Subject leaders have worked with other schools in the area to develop a curriculum that is helping to prepare pupils for the demands of the new GCSE; an example of this is the use of challenging texts in English. Therefore, the majority of the most able pupils make very good progress during their time in the school. ? Disadvantaged pupils do not do as well as other pupils.

Leaders have a clear plan to spend the extra funding the school receives. You ensure that staff monitor these pupils' progress very carefully, and provide swift support which prevents individuals from falling behind. You have brought in a range of approaches, such as mentoring and music initiatives.

As a result, the longer the pupils are at Ivanhoe the better their progress is. However, these pupils, and in particular the most able disadvantaged, do not achieve as well as they should. Leaders are not evaluating the impact of the plan sufficiently and as a result do not know which strategies are working the most effectively.

§ §

### Explore the material
• A. Copy out the part of the inspection report between "Subject leaders have" and "as other pupils.", inclusive.
• B. In the inspection report, which two approaches are named as examples of those that have been brought in?

### Extracted material
§ §

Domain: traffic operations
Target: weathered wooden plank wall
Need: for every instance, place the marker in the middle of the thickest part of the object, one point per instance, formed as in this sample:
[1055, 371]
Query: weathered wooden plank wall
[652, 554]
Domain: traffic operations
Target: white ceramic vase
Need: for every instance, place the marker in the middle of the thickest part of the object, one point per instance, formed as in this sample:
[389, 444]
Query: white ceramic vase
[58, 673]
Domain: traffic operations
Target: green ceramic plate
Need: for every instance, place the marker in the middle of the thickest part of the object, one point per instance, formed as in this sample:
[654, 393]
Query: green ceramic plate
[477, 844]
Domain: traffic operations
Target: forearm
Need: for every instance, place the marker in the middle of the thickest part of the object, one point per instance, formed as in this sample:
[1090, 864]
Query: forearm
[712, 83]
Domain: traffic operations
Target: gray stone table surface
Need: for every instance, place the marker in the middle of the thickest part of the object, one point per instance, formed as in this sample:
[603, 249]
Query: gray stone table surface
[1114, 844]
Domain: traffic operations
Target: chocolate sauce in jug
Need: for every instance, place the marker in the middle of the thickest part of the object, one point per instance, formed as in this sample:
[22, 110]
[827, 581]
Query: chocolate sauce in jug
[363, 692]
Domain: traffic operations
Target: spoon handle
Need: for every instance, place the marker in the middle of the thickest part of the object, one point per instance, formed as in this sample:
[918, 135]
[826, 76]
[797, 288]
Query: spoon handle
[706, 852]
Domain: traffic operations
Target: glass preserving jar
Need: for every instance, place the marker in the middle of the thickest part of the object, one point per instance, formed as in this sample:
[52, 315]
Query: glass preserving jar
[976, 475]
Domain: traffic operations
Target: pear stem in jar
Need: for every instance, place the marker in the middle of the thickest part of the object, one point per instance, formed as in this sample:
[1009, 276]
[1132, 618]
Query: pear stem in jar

§ §

### Expected responses
• A.
Subject leaders have worked with other schools in the area to develop a curriculum that is helping to prepare pupils for the demands of the new GCSE; an example of this is the use of challenging texts in English. Therefore, the majority of the most able pupils make very good progress during their time in the school. ? Disadvantaged pupils do not do as well as other pupils.

• B. Mentoring and music initiatives.